Saved entries:

___

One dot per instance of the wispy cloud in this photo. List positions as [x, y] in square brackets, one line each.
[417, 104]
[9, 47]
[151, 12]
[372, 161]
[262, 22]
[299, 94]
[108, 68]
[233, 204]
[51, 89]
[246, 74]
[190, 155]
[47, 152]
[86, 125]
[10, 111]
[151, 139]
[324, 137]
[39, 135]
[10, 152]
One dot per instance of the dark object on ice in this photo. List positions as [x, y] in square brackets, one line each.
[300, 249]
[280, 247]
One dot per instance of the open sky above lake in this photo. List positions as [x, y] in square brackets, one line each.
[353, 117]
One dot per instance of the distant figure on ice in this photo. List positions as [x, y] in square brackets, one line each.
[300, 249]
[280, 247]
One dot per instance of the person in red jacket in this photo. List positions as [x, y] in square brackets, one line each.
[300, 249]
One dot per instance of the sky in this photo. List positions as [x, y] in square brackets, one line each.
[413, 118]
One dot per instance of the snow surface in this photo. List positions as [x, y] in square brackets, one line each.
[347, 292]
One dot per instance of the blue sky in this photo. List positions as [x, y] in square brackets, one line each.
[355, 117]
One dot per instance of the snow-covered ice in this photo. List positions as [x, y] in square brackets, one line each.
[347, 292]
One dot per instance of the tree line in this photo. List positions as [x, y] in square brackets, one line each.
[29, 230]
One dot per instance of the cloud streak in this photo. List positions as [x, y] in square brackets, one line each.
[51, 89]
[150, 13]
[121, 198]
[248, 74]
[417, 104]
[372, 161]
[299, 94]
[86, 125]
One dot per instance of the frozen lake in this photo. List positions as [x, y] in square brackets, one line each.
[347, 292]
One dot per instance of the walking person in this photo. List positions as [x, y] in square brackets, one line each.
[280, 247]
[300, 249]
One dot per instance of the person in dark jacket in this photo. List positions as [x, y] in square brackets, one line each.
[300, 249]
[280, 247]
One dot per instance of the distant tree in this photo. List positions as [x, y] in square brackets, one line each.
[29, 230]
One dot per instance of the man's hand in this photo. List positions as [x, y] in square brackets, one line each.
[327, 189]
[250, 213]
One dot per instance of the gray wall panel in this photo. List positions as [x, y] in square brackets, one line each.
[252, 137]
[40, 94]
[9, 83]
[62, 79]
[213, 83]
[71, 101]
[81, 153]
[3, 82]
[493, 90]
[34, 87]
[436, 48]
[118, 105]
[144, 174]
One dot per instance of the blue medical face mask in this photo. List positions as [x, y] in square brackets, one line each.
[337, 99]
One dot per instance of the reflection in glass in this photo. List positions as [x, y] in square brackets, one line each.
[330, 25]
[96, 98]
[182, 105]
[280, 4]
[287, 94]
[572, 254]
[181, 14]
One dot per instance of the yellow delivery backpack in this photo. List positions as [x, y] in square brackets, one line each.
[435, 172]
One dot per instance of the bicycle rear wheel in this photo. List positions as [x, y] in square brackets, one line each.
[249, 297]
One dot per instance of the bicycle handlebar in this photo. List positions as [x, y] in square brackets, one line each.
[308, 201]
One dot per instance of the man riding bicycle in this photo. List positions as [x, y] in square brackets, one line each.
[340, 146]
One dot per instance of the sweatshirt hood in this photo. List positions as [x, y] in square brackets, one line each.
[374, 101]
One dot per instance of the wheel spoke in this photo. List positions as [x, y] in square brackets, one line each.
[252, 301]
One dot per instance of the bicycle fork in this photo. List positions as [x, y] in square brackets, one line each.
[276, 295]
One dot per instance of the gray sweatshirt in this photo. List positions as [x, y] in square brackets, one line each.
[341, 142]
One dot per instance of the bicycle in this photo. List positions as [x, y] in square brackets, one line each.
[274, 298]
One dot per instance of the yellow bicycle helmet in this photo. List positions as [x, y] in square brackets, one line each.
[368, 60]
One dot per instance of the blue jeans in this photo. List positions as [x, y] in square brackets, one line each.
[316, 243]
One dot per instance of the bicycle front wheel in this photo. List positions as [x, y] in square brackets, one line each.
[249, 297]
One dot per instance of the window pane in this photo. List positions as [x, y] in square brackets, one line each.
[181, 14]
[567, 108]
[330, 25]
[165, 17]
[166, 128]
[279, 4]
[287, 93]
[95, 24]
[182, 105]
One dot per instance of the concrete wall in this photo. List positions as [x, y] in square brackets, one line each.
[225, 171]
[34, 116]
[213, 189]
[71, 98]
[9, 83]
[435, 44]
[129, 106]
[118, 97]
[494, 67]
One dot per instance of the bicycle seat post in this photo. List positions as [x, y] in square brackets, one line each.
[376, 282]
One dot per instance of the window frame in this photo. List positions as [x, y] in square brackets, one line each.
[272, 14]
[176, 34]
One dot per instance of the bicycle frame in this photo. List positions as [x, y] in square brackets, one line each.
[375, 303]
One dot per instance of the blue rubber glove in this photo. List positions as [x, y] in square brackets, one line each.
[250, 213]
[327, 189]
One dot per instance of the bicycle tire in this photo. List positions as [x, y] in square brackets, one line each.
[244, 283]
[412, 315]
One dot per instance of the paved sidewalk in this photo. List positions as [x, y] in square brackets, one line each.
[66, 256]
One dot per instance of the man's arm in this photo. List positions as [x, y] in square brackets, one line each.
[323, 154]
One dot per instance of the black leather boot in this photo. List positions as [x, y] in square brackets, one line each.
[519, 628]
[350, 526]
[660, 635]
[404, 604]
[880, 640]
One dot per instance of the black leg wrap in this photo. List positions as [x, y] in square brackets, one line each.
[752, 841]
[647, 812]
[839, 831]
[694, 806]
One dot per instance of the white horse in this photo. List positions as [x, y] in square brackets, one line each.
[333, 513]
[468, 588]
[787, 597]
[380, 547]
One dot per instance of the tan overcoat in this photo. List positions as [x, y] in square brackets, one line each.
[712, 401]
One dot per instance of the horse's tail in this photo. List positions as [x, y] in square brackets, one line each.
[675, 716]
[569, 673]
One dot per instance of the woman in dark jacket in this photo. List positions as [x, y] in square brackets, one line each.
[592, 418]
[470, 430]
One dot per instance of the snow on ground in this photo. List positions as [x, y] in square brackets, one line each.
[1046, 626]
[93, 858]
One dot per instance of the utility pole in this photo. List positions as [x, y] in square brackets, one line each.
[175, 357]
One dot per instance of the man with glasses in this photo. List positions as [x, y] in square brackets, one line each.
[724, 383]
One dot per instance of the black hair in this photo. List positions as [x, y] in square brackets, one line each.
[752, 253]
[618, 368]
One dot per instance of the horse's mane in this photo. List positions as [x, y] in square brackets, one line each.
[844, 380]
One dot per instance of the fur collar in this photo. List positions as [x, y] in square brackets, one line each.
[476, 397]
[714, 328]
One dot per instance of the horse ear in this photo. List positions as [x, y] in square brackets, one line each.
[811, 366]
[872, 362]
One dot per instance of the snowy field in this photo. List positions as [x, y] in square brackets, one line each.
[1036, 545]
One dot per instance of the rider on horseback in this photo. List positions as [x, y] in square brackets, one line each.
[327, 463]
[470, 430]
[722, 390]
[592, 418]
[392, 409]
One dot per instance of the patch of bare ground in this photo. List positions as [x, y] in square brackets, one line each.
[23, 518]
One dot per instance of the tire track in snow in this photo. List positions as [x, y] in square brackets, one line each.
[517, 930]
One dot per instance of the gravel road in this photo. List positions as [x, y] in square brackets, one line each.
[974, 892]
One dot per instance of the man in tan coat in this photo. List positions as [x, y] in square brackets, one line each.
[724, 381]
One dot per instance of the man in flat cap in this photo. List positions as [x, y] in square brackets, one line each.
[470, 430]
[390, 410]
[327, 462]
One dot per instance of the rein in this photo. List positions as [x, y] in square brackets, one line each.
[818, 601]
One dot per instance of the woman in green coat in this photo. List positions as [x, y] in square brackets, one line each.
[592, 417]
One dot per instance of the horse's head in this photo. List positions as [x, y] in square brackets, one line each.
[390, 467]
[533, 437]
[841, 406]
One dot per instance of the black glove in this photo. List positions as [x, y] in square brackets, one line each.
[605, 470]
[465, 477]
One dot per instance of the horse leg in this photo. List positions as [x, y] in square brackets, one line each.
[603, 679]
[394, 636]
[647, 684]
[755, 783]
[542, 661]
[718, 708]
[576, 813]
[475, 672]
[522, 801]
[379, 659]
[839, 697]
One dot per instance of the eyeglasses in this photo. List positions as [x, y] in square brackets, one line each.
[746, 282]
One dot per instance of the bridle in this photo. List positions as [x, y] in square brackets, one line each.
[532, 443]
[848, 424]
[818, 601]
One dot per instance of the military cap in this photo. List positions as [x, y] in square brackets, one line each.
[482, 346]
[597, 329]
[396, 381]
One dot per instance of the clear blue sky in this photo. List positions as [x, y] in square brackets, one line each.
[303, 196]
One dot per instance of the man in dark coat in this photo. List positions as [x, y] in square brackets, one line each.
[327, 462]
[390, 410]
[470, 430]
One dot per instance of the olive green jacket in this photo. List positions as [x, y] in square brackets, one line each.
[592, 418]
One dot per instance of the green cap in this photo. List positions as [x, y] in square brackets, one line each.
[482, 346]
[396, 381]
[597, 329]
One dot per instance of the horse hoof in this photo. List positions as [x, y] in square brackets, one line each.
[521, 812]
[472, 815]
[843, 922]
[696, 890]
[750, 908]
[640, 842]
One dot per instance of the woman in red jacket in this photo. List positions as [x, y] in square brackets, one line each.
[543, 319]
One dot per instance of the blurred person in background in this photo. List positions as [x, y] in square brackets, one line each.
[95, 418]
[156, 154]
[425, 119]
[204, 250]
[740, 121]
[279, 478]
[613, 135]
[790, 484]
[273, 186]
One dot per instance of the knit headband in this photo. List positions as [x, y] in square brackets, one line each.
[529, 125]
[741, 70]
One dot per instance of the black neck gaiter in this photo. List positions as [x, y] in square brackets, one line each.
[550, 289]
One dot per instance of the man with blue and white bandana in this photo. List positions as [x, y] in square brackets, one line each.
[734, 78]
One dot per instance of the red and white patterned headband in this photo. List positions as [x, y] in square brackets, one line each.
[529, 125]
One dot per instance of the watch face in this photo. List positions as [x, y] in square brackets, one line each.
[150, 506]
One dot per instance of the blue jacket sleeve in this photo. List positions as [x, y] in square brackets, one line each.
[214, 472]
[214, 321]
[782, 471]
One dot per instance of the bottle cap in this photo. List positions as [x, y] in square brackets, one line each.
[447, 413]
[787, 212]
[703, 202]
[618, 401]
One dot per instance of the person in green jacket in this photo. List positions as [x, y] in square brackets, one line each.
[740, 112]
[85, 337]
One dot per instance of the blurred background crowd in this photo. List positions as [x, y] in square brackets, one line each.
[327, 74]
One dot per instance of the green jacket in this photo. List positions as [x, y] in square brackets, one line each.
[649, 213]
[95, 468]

___

**Instructions to follow:** Output exactly the lines between the one containing "One dot per instance of the olive" and the final line above, both inclusive.

**Task answer:**
One dot per instance of the olive green jacket in this photo. List positions as [x, y] in square brackets, one line each.
[592, 418]
One dot per instance of the green cap in this photo. List positions as [x, y] in square brackets, one line each.
[482, 346]
[396, 381]
[597, 329]
One dot per instance of the horse hoof in this photo. List positions as [x, y] in square brackets, one line each.
[521, 812]
[472, 815]
[843, 922]
[696, 890]
[750, 908]
[640, 842]
One dot per instance of the woman in red jacket in this photo. List positions as [x, y] in square brackets, one line each.
[543, 319]
One dot per instance of the blurred person in background in this photo. List positions as [x, y] in square brackets, one line each.
[95, 418]
[156, 154]
[425, 119]
[204, 250]
[740, 121]
[279, 478]
[613, 135]
[790, 484]
[273, 186]
One dot per instance of the knit headband in this photo. List positions as [x, y] in square brackets, one line each.
[529, 125]
[741, 70]
One dot per instance of the black neck gaiter in this photo. List positions as [x, y] in square brackets, one line each.
[550, 289]
One dot per instance of the man with blue and white bandana in this photo. List positions as [x, y] in square brackets, one line each.
[734, 78]
One dot per instance of the red and white patterned headband in this photo. List positions as [x, y] in square brackets, one line each.
[529, 125]
One dot per instance of the watch face in this photo. List positions as [x, y] in square brackets, one line each.
[150, 506]
One dot per instance of the blue jacket sleeve in this photo. List positions as [x, y] in square brackets, one line each.
[214, 472]
[214, 321]
[782, 471]
One dot per instance of the bottle cap in this photo. List positions as [x, y] in square brackets, one line each.
[447, 413]
[787, 212]
[703, 202]
[618, 401]
One dot per instance of the person in green jacket in this photo. List positions as [x, y] in square brackets, one line each.
[740, 112]
[85, 337]
One dot per instance of the blurred background crowd in this photo. List positions as [x, y] in square brackets, one line each.
[327, 74]
One dot per instance of the green jacket in this photo. List positions as [x, y] in square brackets, one line each.
[649, 213]
[95, 468]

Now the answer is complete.